■ TEXTO FORNECIDO
-------

Eliza Hittman: Problemas de Garota

Em Never Rarely Sometimes Always a realizadora Eliza Hittman aborda o aborto reforçando o tema da sua filmografia: o jovem estadunidense e suas múltiplas narrativas

O cinema norte-americano possui uma certa tendência em retratar e refletir a respeito de seus adolescentes e as problemáticas dos mesmos através da classe média branca. É raro ver o desenvolvimento de trabalhos que aprofundam-se no íntimo dos jovens com entornos sociais e econômicos de regiões periféricas ou interioranas do país. O grande exemplo de jovem norte-americano reside, em muitos casos, num imaginário clássico onde se encontra a figura de James Dean em Juventude Transviada (Rebel Without a Cause, 1955). Tão emblemático até os dias de hoje esse ícone dos filmes sobre adolescentes em fase de rebeldia só começou a sofrer mudanças com a chegada de uma nova estética no cinema estadunidense durante a década de 1970, visão essa muito atrelada aos movimentos sociais e políticos em que os Estados Unidos passava com levantes dos direitos das mulheres, homossexuais e dos negros.

The Road to Ruin (1928)

Mesmo com essa ideia de uma reconfiguração de papéis dentro das narrativas cinematográficas como consequência da movimentação externa, o retrato dos jovens permaneceu o mesmo durante as décadas 1980 e 1990. Sejam em produções independentes ou de grandes orçamentos. Conforme Thomas Hine desenvolve em diversas publicações, o adolescente médio norte-americano estudado sempre foi homem, heterossexual e de classe média. Para as mulheres, as produções cinematográficas faziam um retrato digno da literatura de Nathaniel Hawthorne, de colocá-las no centro de uma retaliação e usá-las como um péssimo exemplo. A teórica Barbara Jane Brickman disserta1 sobre uma referência que é a gênese da forma em que o cinema retrata as jovens com o filme The Road to Ruin (1928). Utilizada até mesmo em escolas para representar o caminho que levaria as jovens à tal ruína, a produção faz sua protagonista viver a libertinagem e com isso colher os frutos podres que incluem, pela visão dos realizadores, um aborto e uma vida solitária.

Essa visão do aborto no cinema só começa a ter nuances menos moralistas anos depois de sua aprovação pelos congresso americano em 1973. De lá pra cá são inúmeros os filmes que abordaram o tema até mesmo indiretamente. Uma produção sobre o assunto carrega uma carga política, moralista fortíssima e chega a ser quase impossível não carregar uma fonte ideológica. Como exemplo é possível citarmos o recente Unplanned (2019), produzido por grupos anti-aborto e destruído pela crítica especializada2. Sinais dos tempos poderíamos dizer, afinal em um período em que um governo como o de Donald Trump impera com o seu conservadorismo não surpreende este tipo de discurso retrógrado a ganhar espaço também no audiovisual.

-------

Entradas de dados armazenados:
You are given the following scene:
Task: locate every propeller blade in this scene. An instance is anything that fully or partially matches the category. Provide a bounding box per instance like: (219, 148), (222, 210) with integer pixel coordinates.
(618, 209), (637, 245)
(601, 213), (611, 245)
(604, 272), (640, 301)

-------

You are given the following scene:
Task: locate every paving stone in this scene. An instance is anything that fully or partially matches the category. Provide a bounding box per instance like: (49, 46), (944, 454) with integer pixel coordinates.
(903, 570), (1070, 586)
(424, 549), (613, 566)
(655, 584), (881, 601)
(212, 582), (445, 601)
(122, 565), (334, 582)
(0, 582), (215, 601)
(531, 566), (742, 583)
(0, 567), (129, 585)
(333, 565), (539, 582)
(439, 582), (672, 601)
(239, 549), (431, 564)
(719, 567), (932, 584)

-------

■ TAREFA ESCRITA A
Responda às perguntas abaixo com base no texto sobre Eliza Hittman.
(i) Em que filme aparece a figura de James Dean citada como grande exemplo de jovem norte-americano?
(ii) Segundo Thomas Hine, quais características sempre teve o adolescente médio norte-americano estudado?
(iii) Em que ano o aborto foi aprovado pelo congresso americano?
■ TAREFA ESCRITA B
Localize e copie todas as linhas da listagem que contêm a sequência "like". A diferença entre maiúsculas e minúsculas deve ser respeitada.

■ RESOLUÇÃO COMENTADA A
(i) Em Juventude Transviada (Rebel Without a Cause, 1955).
(ii) Sempre foi homem, heterossexual e de classe média.
(iii) Em 1973.

■ RESOLUÇÃO COMENTADA B
Task: locate every propeller blade in this scene. An instance is anything that fully or partially matches the category. Provide a bounding box per instance like: (219, 148), (222, 210) with integer pixel coordinates.
Task: locate every paving stone in this scene. An instance is anything that fully or partially matches the category. Provide a bounding box per instance like: (49, 46), (944, 454) with integer pixel coordinates.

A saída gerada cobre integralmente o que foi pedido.